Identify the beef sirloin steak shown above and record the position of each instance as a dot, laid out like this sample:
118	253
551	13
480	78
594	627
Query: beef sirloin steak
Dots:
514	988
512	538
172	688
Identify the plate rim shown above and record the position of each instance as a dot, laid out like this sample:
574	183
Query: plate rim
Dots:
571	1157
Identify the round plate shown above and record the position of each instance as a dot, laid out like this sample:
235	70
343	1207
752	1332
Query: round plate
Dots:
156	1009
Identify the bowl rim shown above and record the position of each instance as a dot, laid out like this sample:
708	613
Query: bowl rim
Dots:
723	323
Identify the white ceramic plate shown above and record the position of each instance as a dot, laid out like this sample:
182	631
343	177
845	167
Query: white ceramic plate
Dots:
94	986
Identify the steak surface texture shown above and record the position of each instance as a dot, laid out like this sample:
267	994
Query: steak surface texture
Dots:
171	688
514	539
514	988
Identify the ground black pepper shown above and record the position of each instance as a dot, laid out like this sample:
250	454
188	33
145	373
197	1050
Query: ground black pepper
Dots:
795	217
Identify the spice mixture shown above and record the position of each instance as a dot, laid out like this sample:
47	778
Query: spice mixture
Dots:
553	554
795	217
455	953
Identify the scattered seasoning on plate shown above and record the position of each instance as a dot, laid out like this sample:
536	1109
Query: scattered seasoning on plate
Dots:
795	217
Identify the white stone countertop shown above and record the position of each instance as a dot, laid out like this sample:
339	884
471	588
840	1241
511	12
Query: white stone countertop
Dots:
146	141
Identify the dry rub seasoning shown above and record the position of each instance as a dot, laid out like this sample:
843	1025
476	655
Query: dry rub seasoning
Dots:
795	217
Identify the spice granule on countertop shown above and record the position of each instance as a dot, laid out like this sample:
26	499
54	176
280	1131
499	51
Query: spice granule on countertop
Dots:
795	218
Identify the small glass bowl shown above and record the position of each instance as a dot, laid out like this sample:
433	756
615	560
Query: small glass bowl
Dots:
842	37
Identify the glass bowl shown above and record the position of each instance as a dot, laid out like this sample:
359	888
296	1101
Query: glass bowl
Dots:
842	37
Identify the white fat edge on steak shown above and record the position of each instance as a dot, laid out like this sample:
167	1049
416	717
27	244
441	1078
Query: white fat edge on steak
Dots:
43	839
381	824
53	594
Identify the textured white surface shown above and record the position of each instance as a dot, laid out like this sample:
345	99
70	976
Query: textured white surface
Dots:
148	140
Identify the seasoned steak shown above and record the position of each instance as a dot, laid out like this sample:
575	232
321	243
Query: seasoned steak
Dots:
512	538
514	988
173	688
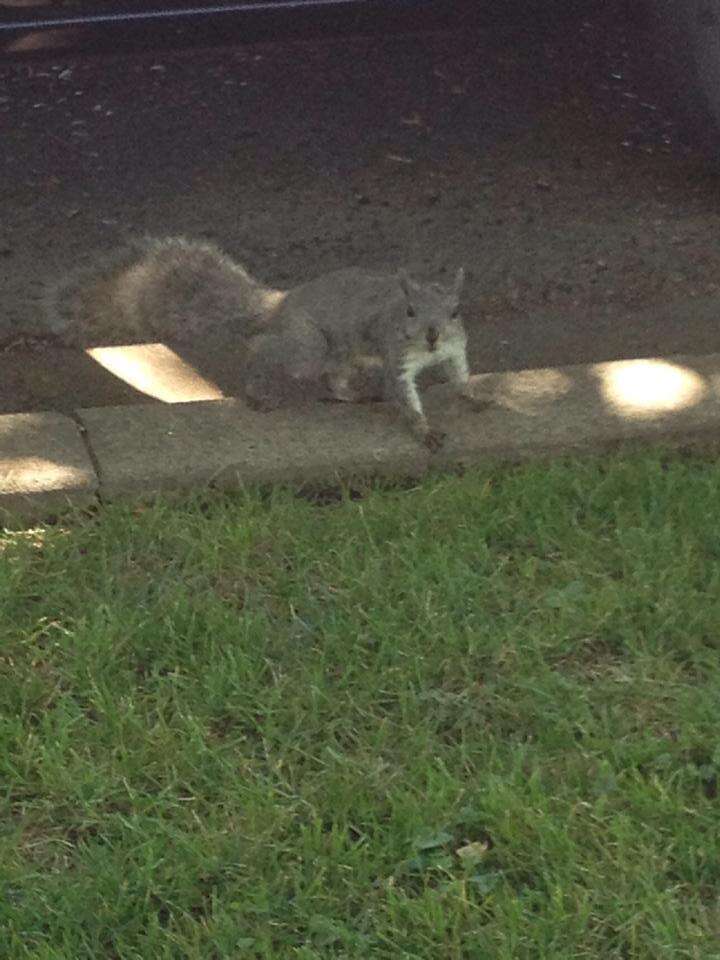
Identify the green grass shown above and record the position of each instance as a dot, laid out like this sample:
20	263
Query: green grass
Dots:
478	718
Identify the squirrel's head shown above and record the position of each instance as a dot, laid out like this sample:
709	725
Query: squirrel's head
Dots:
431	310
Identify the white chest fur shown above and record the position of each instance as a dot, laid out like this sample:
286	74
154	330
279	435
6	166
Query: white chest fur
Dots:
452	352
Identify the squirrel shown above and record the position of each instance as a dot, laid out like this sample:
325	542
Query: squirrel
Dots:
351	334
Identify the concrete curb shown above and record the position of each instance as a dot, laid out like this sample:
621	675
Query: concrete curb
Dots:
48	460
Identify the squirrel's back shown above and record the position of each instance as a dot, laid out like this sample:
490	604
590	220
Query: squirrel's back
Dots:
160	289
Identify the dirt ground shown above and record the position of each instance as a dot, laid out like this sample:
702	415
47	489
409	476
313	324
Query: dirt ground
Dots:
547	161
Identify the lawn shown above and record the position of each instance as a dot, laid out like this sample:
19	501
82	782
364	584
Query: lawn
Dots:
476	718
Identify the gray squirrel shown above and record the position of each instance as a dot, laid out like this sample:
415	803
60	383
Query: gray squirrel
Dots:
354	335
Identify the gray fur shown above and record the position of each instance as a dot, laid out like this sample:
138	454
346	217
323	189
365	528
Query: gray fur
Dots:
348	335
171	288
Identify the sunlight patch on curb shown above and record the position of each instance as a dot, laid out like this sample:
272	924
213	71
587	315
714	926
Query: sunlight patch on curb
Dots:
157	371
643	389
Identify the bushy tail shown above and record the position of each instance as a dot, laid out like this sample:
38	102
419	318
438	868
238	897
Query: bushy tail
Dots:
80	310
166	289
•••
- [Instruction]: Rewrite every line of the material above as a Markdown table with the columns "Row" and "Line," numbering the rows in order and skipping blank lines. Leave the pictures out of your answer.

- [Full answer]:
| Row | Line |
|---|---|
| 1 | Identify the beef sirloin steak shown above and record the position of each instance as a dot, laid out like this sample: |
| 2 | 118	253 |
| 3 | 551	13 |
| 4 | 480	78 |
| 5 | 594	627 |
| 6 | Query: beef sirloin steak |
| 7 | Dots: |
| 8 | 514	988 |
| 9 | 512	538 |
| 10 | 172	688 |
| 11 | Identify the plate rim shown above and record the position of each instance as a dot, laid out like this sample: |
| 12 | 574	183 |
| 13 | Query: plate rim |
| 14 | Dots: |
| 15 | 571	1157 |
| 16 | Identify the round plate shown above and record the position of each instance as a dot, laid out like this sample: |
| 17 | 235	70 |
| 18 | 343	1207 |
| 19 | 752	1332 |
| 20 | Query: round plate |
| 21 | Dots: |
| 22 | 156	1009 |
| 23 | Identify the bowl rim shown above and record the position of each instance as a dot, laid out like this sample: |
| 24 | 708	613 |
| 25 | Query: bowl rim |
| 26 | Dots: |
| 27 | 723	323 |
| 28 | Identify the white ceramic plate shown above and record the position of each instance as a dot, laid out like this sample: |
| 29 | 182	631 |
| 30 | 343	177 |
| 31 | 845	167 |
| 32 | Query: white ceramic plate |
| 33 | Dots: |
| 34 | 94	986 |
| 35 | Identify the steak surface texture shown above and record the position of each instance as a dot, laid out like this sample: |
| 36 | 267	994 |
| 37 | Query: steak surface texture |
| 38 | Dots: |
| 39 | 171	688 |
| 40 | 514	539 |
| 41 | 514	988 |
| 42 | Identify the ground black pepper shown above and record the position of each instance as a dot, laid out like this sample: |
| 43 | 250	454 |
| 44 | 188	33 |
| 45 | 145	373 |
| 46 | 197	1050 |
| 47 | Query: ground black pepper |
| 48 | Dots: |
| 49 | 795	217 |
| 50 | Identify the spice mixture shown above and record the position of each instance as a dot, laid out like this sample: |
| 51 | 47	778 |
| 52 | Query: spice mixture |
| 53 | Dots: |
| 54 | 553	554 |
| 55 | 795	217 |
| 56 | 455	953 |
| 57 | Identify the scattered seasoning on plate shown above and record the position of each instance as a dot, laid out like this sample: |
| 58 | 536	1109 |
| 59 | Query: scattered seasoning on plate |
| 60 | Dots: |
| 61 | 795	217 |
| 62 | Identify the white stone countertop shown above and record the position of each instance as a dot, laid out like this sample: |
| 63 | 339	884 |
| 64 | 471	588 |
| 65 | 840	1241 |
| 66 | 511	12 |
| 67 | Query: white stone countertop |
| 68 | Dots: |
| 69 | 146	141 |
| 70 | Identify the dry rub seasoning shown above and record the position of each instance as a dot, laid out like this sample: |
| 71 | 843	1025 |
| 72 | 476	655 |
| 73 | Query: dry rub seasoning |
| 74 | Dots: |
| 75 | 795	217 |
| 76 | Identify the spice granule on countertop shown above and record the position of each instance as a dot, laid out like this sample: |
| 77 | 26	499 |
| 78 | 54	176 |
| 79 | 280	1131 |
| 80 | 499	51 |
| 81 | Query: spice granule on countertop |
| 82 | Dots: |
| 83 | 795	218 |
| 84 | Identify the small glass bowl shown above and record the position of each instance as a dot, laid out like this sample: |
| 85 | 433	756 |
| 86 | 615	560 |
| 87 | Query: small glass bowl |
| 88 | Dots: |
| 89 | 842	37 |
| 90 | Identify the glass bowl shown above and record the position of each instance as a dot, laid out like this sample: |
| 91 | 359	888 |
| 92 | 296	1101 |
| 93 | Query: glass bowl |
| 94 | Dots: |
| 95 | 842	37 |
| 96 | Identify the white fat edge on steak shown above and record the position of each instance as a dot, laid out like this sample: |
| 97 | 167	1049 |
| 98 | 416	717 |
| 99 | 27	244 |
| 100 | 441	1078 |
| 101 | Query: white fat edge on steak |
| 102 | Dots: |
| 103 | 43	839 |
| 104 | 381	824 |
| 105 | 53	594 |
| 106 | Identify the textured white surface shown above and record the position of each instance as a dot, laid out like this sample: |
| 107 | 345	99 |
| 108 | 70	976 |
| 109 | Query: textured white surface |
| 110 | Dots: |
| 111 | 148	140 |
| 112 | Identify the seasoned steak shown above and record the position of each instance as a dot, laid out like this sample: |
| 113 | 575	232 |
| 114 | 321	243 |
| 115 | Query: seasoned steak |
| 116 | Dots: |
| 117 | 512	538 |
| 118 | 514	988 |
| 119 | 173	688 |
| 120 | Identify the green grass shown above and record the position of each instance as a dot, laid out like this sample: |
| 121 | 20	263 |
| 122 | Query: green grass |
| 123 | Dots: |
| 124 | 478	718 |
| 125 | Identify the squirrel's head shown above and record the position of each instance as a dot, laid out like this sample: |
| 126 | 709	725 |
| 127 | Query: squirrel's head |
| 128 | Dots: |
| 129 | 431	310 |
| 130 | Identify the white chest fur shown above and record the position of each instance as a dot, laid out like this sample: |
| 131 | 286	74 |
| 132 | 154	330 |
| 133 | 279	435 |
| 134 | 6	166 |
| 135 | Query: white chest fur |
| 136 | Dots: |
| 137 | 452	352 |
| 138 | Identify the squirrel shown above and record the position of each instance as a dot, laid out like this sample: |
| 139 | 325	542 |
| 140 | Query: squirrel |
| 141 | Dots: |
| 142 | 351	334 |
| 143 | Identify the concrete curb shown above and record the position of each instance as a dot, laid out like this sample: |
| 144 | 621	675 |
| 145 | Query: concrete curb |
| 146 | Dots: |
| 147 | 48	460 |
| 148 | Identify the squirrel's back shown above and record the position of each instance as a dot, laid out like this sample: |
| 149 | 490	604 |
| 150 | 590	220 |
| 151 | Query: squirrel's back |
| 152 | Dots: |
| 153 | 160	289 |
| 154 | Identify the dirt ground shown above and record the position of each instance as a dot, laid out like this sample: |
| 155 | 702	415 |
| 156 | 47	489 |
| 157 | 409	476 |
| 158 | 313	324 |
| 159 | Query: dirt ground |
| 160 | Dots: |
| 161 | 547	161 |
| 162 | Identify the lawn shown above and record the position of each instance as a dot, laid out like this sample: |
| 163 | 19	501 |
| 164 | 82	782 |
| 165 | 364	584 |
| 166 | Query: lawn |
| 167 | Dots: |
| 168 | 476	718 |
| 169 | Identify the gray squirrel shown above and record the position of each instance as a dot, laid out like this sample: |
| 170 | 415	803 |
| 171 | 60	383 |
| 172 | Query: gray squirrel |
| 173 | Dots: |
| 174 | 354	335 |
| 175 | Identify the gray fur shown above and record the position of each instance as a dot, laid out like this sample: |
| 176 | 138	454 |
| 177 | 346	217 |
| 178 | 323	189 |
| 179 | 365	528 |
| 180 | Query: gray fur |
| 181 | Dots: |
| 182 | 348	335 |
| 183 | 171	288 |
| 184 | Identify the sunlight patch on curb shown above and record the position of each instance as a dot, laid out like this sample: |
| 185 | 272	924 |
| 186 | 213	71 |
| 187 | 587	315 |
| 188 | 714	926 |
| 189 | Query: sunlight patch on curb |
| 190 | Dots: |
| 191 | 157	371 |
| 192 | 643	389 |
| 193 | Identify the bushy tail shown above and record the position of each instance as a dot, laid out like this sample: |
| 194 | 38	102 |
| 195 | 419	318 |
| 196 | 438	868 |
| 197 | 238	897 |
| 198 | Query: bushy tail |
| 199 | Dots: |
| 200 | 80	310 |
| 201 | 166	289 |